GOAL
Rewrite all of the records below, putting "MUST" wherever "SHOULD" appears and keeping everything else the same. Omit the pictures from your version.

□ □ □ □ □

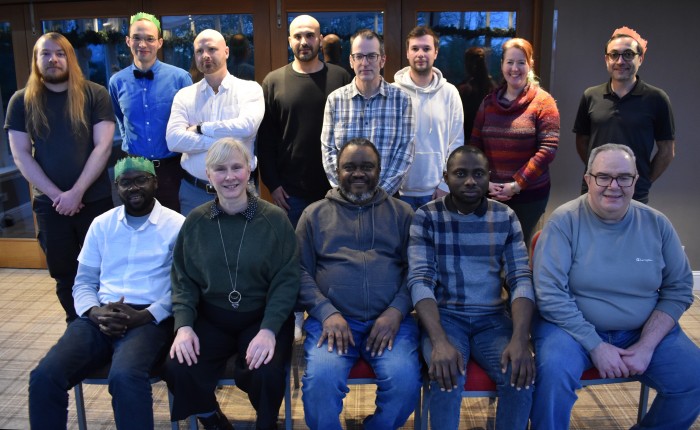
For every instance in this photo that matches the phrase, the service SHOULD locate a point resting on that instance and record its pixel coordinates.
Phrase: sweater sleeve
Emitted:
(310, 296)
(185, 291)
(676, 291)
(284, 284)
(555, 302)
(516, 264)
(422, 276)
(547, 129)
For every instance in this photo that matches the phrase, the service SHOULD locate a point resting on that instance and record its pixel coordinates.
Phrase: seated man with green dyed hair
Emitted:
(122, 298)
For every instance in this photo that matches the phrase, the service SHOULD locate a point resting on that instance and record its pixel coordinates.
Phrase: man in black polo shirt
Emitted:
(628, 111)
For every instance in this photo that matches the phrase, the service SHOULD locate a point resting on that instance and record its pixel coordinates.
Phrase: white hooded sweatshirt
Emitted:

□ □ □ □ □

RESPONSE TO THE TASK
For every instance in this photo that matches the phrase, the service MUST locate a point resting on that instance and record its pixel coordinates.
Phrase: sweater sleeve
Emitted:
(310, 296)
(185, 291)
(676, 291)
(284, 284)
(555, 302)
(516, 264)
(422, 276)
(547, 129)
For every instance in this photo that matches the phrase, the service MUST locate a point resting on that instance and record its pixel coordinates.
Phrase: seated man with green dyed hair
Emitted:
(122, 298)
For every instance in this photo that matches the phrase, the service MUST locate a point resting on that instance and record its pixel coordinates.
Phrase: man in black polo shirt
Emitted:
(628, 111)
For every instance in this photo that matches the phrase, the service MUST locate a point resting on that instance and record its pixel coordinates.
Phrase: white hooded sweatshirt
Emitted:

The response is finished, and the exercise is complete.